Reproduce every line of the listing below without changes, and leave out the pictures.
┌─ Record set
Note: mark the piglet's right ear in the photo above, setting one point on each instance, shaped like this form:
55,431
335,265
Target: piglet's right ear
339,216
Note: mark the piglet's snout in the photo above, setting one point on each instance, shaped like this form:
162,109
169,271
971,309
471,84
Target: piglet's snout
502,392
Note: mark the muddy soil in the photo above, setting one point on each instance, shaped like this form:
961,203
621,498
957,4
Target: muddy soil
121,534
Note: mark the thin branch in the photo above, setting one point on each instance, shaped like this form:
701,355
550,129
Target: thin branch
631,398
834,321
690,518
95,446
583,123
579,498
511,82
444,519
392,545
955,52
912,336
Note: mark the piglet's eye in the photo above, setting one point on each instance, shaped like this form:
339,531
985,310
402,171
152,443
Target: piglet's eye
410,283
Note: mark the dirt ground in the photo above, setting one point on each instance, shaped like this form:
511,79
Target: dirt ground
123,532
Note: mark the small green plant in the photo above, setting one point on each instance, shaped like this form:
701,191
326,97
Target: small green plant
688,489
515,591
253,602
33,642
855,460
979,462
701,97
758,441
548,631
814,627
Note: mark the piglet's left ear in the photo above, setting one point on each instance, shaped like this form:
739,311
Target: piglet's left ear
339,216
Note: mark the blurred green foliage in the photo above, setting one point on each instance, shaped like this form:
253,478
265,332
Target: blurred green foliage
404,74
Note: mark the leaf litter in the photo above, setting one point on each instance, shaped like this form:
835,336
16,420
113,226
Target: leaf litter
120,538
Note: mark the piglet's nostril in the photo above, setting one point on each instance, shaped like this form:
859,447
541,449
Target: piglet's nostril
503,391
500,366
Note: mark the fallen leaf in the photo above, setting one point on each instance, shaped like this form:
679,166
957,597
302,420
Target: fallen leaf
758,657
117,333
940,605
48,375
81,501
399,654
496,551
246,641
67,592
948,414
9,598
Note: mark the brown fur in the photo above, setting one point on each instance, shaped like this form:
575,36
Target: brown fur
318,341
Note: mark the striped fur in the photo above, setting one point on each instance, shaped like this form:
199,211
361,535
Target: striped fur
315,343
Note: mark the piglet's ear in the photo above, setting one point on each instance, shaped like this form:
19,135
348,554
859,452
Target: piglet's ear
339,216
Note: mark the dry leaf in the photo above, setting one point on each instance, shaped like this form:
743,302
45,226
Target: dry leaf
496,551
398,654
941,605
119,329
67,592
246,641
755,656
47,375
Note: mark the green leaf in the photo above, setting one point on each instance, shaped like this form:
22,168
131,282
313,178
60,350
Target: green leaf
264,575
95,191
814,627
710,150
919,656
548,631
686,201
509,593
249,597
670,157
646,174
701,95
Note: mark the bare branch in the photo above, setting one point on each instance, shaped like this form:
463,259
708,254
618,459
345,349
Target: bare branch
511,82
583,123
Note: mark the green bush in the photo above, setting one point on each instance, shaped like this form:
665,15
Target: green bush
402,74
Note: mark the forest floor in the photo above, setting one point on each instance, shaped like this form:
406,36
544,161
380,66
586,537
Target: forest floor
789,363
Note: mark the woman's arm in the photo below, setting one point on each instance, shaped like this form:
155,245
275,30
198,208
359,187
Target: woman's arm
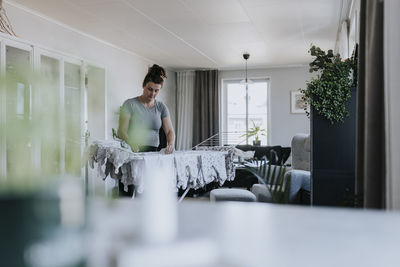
123,130
169,132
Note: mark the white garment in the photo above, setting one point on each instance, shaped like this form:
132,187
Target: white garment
193,169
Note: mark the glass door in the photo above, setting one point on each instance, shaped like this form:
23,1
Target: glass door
18,98
73,118
49,99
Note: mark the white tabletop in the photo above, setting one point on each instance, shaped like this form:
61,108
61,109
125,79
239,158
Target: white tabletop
259,234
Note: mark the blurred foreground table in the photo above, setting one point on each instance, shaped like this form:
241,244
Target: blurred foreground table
└─
## The completed task
Note: mark the piglet's right ear in the photo above, setting one point on each instance, shaped like this form:
55,431
335,265
Target: piglet's right ear
339,216
Note: mark the piglet's snout in the photo above, setting one point on each instance, shaped like this form:
162,109
169,271
971,309
471,84
Target: piglet's snout
502,392
Note: mark the muddy soil in the photo above, setting one point on each instance, shaped like this form:
961,203
621,498
957,4
Target: muddy soil
121,534
Note: mark the thin branch in the photo above, setting one point on each instance, shaped like this form:
701,355
550,129
Target: thin branch
631,398
834,321
690,518
95,446
583,123
579,498
511,82
444,519
392,545
955,52
912,336
Note: mark the piglet's eye in the photo above, setting one point on each instance, shaped like this form:
339,531
985,310
402,171
152,443
Target: piglet's eye
410,283
Note: mark the dirt ground in the photo above, setting one point on each instance, shaped like this form:
511,79
Target: dirt ground
123,532
Note: mark the small green plant in the photo above, setting one point on each instance, shaped like this form:
701,191
326,97
Target: small green plant
688,489
515,591
253,602
33,642
855,460
979,462
701,97
758,441
548,631
814,627
Note: mark the piglet's left ear in the photo above, setting one point on each instance, shaped like this form:
739,311
Target: piglet's left ear
339,216
Note: mark the blurred green foliage in the photo above, setting one point on each instance, shaped like this form:
253,478
265,332
Target: blurred green foliage
404,74
Note: mark the leaf litter in the photo above, setting one point on each instance, shaped like this form:
835,336
16,420
113,226
Target: leaf litter
120,538
Note: mark the piglet's nostril in the photo above, setting one point on each instance, shaped like this form:
859,447
541,449
Target: piglet's nostril
503,391
500,366
Note: mark the fallen leaf in the photo above, setting one point on each instance, shaped like this form:
679,166
957,597
302,420
Target: fallen leaf
758,657
117,333
940,605
48,375
81,501
399,654
496,551
246,641
67,592
948,414
9,598
Note: mark the brown fur in the photo above, setting one point on each instance, shaped like this form:
575,36
Target: brown fur
318,341
Note: mark the striped fur in the photo above, setting one point on each instance, shaped like this form:
199,211
361,535
Target: striped fur
315,343
Note: mark the piglet's ear in the photo above, setting one point on each instance, shaped like this form:
19,135
348,554
859,452
Target: piglet's ear
339,216
Note: mark the dry leaf in the photo above, setting one point on each instance, shaped like this form:
743,302
45,226
Target: dry leaf
496,551
398,654
941,605
119,329
67,592
246,641
755,656
47,375
Note: mark the green leaf in the photo above, setting one point on each instance, shaped like this form:
22,168
131,282
313,178
60,350
Target: green leaf
264,575
95,191
814,627
710,150
919,656
548,631
686,201
509,593
249,597
670,157
646,174
701,95
Note: mark the bare branch in the photo above, setting one point on each instance, shaped like this form:
463,259
708,254
618,459
345,349
Target: bare branch
511,82
583,123
Note: mark the green bush in the photo above, setting one point on each instance, shaped like this form:
665,15
Target: green bush
402,74
Note: mark the forest floor in the photo above, setting one point on each instance, shaped like this form:
406,36
544,161
380,66
586,537
Target: forest floor
789,363
Note: mark the woman's arm in the photo below, setting one point on each instance, shaped like this form:
155,245
275,30
198,208
359,187
Target: woman's arm
123,130
169,132
Note: mark the white garment in the photo above, setting one point on each instance, shaped like this form:
132,187
Target: white garment
193,169
Note: mark the glass door in the photo above, setting one point on each instance, shaped like this form:
23,1
Target: glass door
18,98
73,118
49,99
Note: mark the white tabletop in the photo above, setting one point on each instance, shaped like this form:
61,108
61,109
125,79
239,158
Target: white tabletop
259,234
Note: mark the blurred foreground table in the photo above, setting one point on each instance, shaped like this form:
241,244
Target: blurred foreground table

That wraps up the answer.